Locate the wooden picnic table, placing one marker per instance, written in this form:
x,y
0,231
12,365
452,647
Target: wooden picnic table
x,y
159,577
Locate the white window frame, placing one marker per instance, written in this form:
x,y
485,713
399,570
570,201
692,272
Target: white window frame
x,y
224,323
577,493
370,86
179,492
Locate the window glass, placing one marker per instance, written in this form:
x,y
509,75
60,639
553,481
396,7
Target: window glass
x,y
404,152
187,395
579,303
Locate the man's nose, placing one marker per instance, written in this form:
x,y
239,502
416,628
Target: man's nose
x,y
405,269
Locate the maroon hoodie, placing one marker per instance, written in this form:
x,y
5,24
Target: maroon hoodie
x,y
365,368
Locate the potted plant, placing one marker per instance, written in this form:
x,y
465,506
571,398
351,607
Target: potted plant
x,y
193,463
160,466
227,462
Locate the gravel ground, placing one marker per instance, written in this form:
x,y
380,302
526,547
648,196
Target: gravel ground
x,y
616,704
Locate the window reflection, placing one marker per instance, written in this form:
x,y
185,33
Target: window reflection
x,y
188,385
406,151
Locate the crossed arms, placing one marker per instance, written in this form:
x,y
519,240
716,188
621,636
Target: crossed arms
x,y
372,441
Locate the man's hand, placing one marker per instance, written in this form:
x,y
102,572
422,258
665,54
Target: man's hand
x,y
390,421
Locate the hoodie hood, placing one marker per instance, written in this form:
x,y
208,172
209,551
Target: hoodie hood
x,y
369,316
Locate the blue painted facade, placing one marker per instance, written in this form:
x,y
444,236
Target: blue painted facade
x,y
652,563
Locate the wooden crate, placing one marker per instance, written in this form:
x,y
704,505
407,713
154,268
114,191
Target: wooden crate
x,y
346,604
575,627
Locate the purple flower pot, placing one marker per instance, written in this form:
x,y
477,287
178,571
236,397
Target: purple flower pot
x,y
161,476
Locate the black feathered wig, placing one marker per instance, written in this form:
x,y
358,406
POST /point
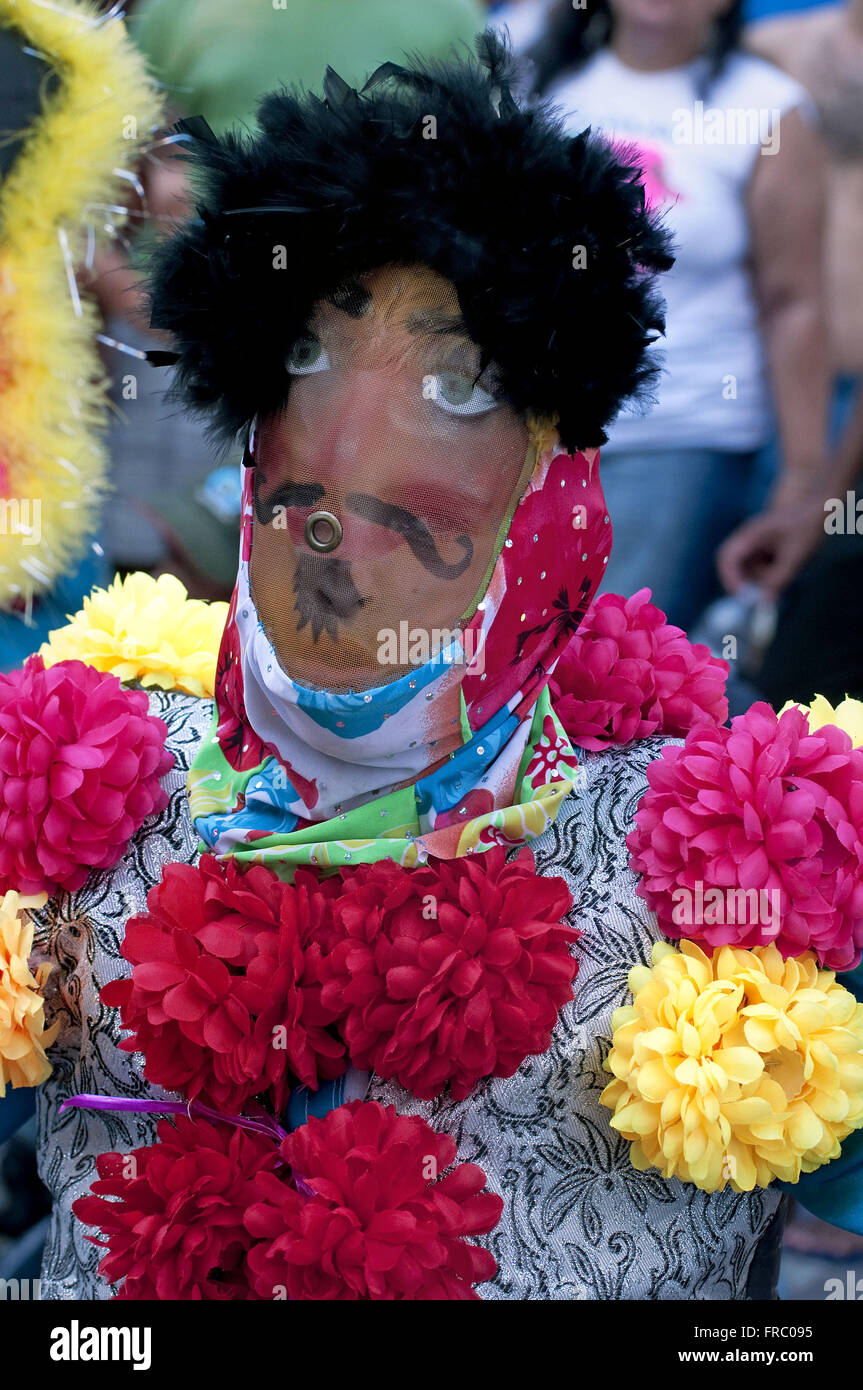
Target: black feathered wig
x,y
545,238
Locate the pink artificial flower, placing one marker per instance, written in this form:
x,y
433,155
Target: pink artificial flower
x,y
79,770
628,673
773,818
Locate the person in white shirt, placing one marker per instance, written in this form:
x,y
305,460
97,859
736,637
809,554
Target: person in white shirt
x,y
726,145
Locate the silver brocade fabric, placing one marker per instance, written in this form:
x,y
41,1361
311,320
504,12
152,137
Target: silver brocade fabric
x,y
578,1221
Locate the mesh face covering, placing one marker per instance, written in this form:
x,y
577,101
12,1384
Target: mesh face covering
x,y
391,428
413,560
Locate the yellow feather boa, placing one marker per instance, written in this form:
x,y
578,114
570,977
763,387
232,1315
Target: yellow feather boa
x,y
52,385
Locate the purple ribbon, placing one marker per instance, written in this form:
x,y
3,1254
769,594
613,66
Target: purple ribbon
x,y
117,1102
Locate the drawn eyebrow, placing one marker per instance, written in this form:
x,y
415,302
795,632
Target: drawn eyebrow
x,y
352,298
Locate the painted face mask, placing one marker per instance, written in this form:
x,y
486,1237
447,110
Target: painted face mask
x,y
381,289
414,559
382,487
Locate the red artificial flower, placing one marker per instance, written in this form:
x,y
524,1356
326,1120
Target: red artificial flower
x,y
452,972
220,998
79,767
628,673
173,1214
769,815
373,1218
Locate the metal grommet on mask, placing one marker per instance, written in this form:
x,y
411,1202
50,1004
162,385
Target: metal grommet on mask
x,y
323,531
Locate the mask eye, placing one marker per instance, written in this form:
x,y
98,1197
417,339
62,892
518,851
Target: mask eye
x,y
457,395
306,356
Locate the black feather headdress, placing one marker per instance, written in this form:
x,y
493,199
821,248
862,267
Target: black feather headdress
x,y
544,235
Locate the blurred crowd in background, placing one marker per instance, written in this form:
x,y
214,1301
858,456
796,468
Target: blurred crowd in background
x,y
733,495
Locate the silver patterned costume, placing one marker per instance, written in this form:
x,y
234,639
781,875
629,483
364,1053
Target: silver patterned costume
x,y
578,1221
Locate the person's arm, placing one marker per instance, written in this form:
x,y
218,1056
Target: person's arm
x,y
787,214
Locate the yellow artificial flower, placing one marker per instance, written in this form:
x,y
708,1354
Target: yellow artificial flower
x,y
848,716
22,1033
735,1068
145,630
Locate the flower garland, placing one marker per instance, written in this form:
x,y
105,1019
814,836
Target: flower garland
x,y
765,822
243,986
22,1033
738,1062
79,772
356,1205
628,673
735,1068
145,630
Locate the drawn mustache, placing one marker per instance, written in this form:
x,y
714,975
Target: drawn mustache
x,y
395,519
414,531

### [TASK]
The records above should be duplicated exactly, with none of their pictures kept.

### [OUTPUT BELOW]
Locate the wooden picnic table, placing one marker per instance, written in this form:
x,y
0,231
12,365
452,647
Target: wooden picnic table
x,y
159,577
Locate the white window frame, placing one marker per instance, written in this form:
x,y
485,713
399,570
570,201
692,272
Target: white window frame
x,y
224,323
577,493
370,86
179,492
Locate the window glass, placing one marker per instance, written in this form:
x,y
509,75
60,639
553,481
396,7
Target: window glass
x,y
404,152
187,395
579,303
Locate the man's nose, placing one marker per instance, written in this form:
x,y
239,502
416,628
Target: man's nose
x,y
405,269
Locate the maroon hoodie, placing one marker per instance, written in this form:
x,y
5,24
Target: maroon hoodie
x,y
365,368
Locate the potted plant, placing one marker per instance, written in this form:
x,y
465,506
571,398
351,607
Target: potted plant
x,y
193,463
160,466
227,462
Locate the gravel ground, placing one marker per instance, written in this form:
x,y
380,302
526,547
648,196
Target: gravel ground
x,y
616,704
Locate the window reflection, placing one marker per instance, written in this form:
x,y
185,33
Target: window reflection
x,y
188,385
406,151
Locate the crossed arms, placing one marker per instance, written in this form:
x,y
519,240
716,188
621,636
Target: crossed arms
x,y
372,441
Locate the man's hand, placing one marker per instance, written in this form:
x,y
102,572
422,258
665,54
Target: man's hand
x,y
390,421
Locate the hoodie hood, placing one marker per instance, written in this form:
x,y
208,172
209,551
Target: hoodie hood
x,y
369,316
Locate the blue painted facade, placing one marker per instance, written in this form:
x,y
444,236
Target: blue painted facade
x,y
652,563
Locate the wooden crate, placing one marker per instance, written in this form:
x,y
704,505
407,713
154,268
114,191
Target: wooden crate
x,y
346,604
575,627
Locate the purple flower pot, placing one marker per instance, written in this form:
x,y
477,287
178,571
236,397
Target: purple flower pot
x,y
161,476
Locate the black feathered wig, placing one marker per instance, written in this form:
x,y
358,406
POST /point
Target: black feathered wig
x,y
545,238
Locate the pink artificial flower, placing one marker per instance, written in this form:
x,y
433,155
Target: pink artificial flower
x,y
79,770
628,673
773,818
Locate the person in white shirt, placing one marker per instance, written in this form:
x,y
305,460
97,859
736,637
809,554
Target: person in white shirt
x,y
726,145
Locate the silver brocade fabric, placing one marker per instance, written in this form:
x,y
41,1361
311,320
504,12
152,137
Target: silver brocade fabric
x,y
578,1221
Locate the mesh face covering, placing one marker per instance, written in this form:
x,y
577,101
12,1384
Target: mesh face covering
x,y
391,428
413,560
Locate the yellow feather boa, placing one marker per instance, written in this form:
x,y
578,114
570,977
763,387
232,1315
Target: yellow feather boa
x,y
52,385
Locate the purple ribbon, placing one marker per instance, written in this form:
x,y
3,1254
769,594
613,66
Target: purple ribbon
x,y
117,1102
Locate the drawn eyebrow, placing one marker per instance, written in this form:
x,y
415,302
795,632
Target: drawn eyebrow
x,y
352,298
Locate the painted face mask, placing one marker per instance, written in this form:
x,y
486,1237
447,110
Target: painted face mask
x,y
381,289
414,559
382,487
Locate the red artificial flower, placing one marker per instance, written in this form:
x,y
524,1356
326,1120
Target: red artificial flower
x,y
452,972
220,998
79,767
628,673
173,1214
769,815
373,1218
Locate the metal grommet on mask, placing one marker per instance, written in this form:
x,y
411,1202
50,1004
162,385
Target: metal grommet on mask
x,y
323,531
Locate the mask eye, placing one marker per instance, written in this form:
x,y
98,1197
417,339
62,892
518,851
Target: mask eye
x,y
457,395
306,356
Locate the black feather headdress, placing one marker per instance, written in this form:
x,y
493,199
821,248
862,267
Target: black feather headdress
x,y
544,235
Locate the blurred crowd in background, placing one marker per instance, written in this form:
x,y
214,1301
858,456
796,468
Target: blurred crowd in background
x,y
733,495
Locate the silver patterned costume, placing one marker per instance, written in this form:
x,y
234,639
781,875
629,483
364,1053
Target: silver patterned costume
x,y
578,1221
Locate the person's arm, placing one marker per instance, written in this form:
x,y
218,1056
Target: person's arm
x,y
787,214
Locate the yellow artificial flower, placing one marker per instance, written in this form:
x,y
708,1354
Target: yellow artificial flower
x,y
848,716
22,1033
735,1068
145,630
Locate the flower garland, placing one marker per instance, written in this form:
x,y
105,1019
814,836
Target: flower garland
x,y
765,822
243,986
22,1033
738,1062
79,772
356,1205
628,673
735,1068
145,630
Locate the drawn mustache, placing one marker per instance, written in this form:
x,y
714,975
Target: drawn mustache
x,y
395,519
414,531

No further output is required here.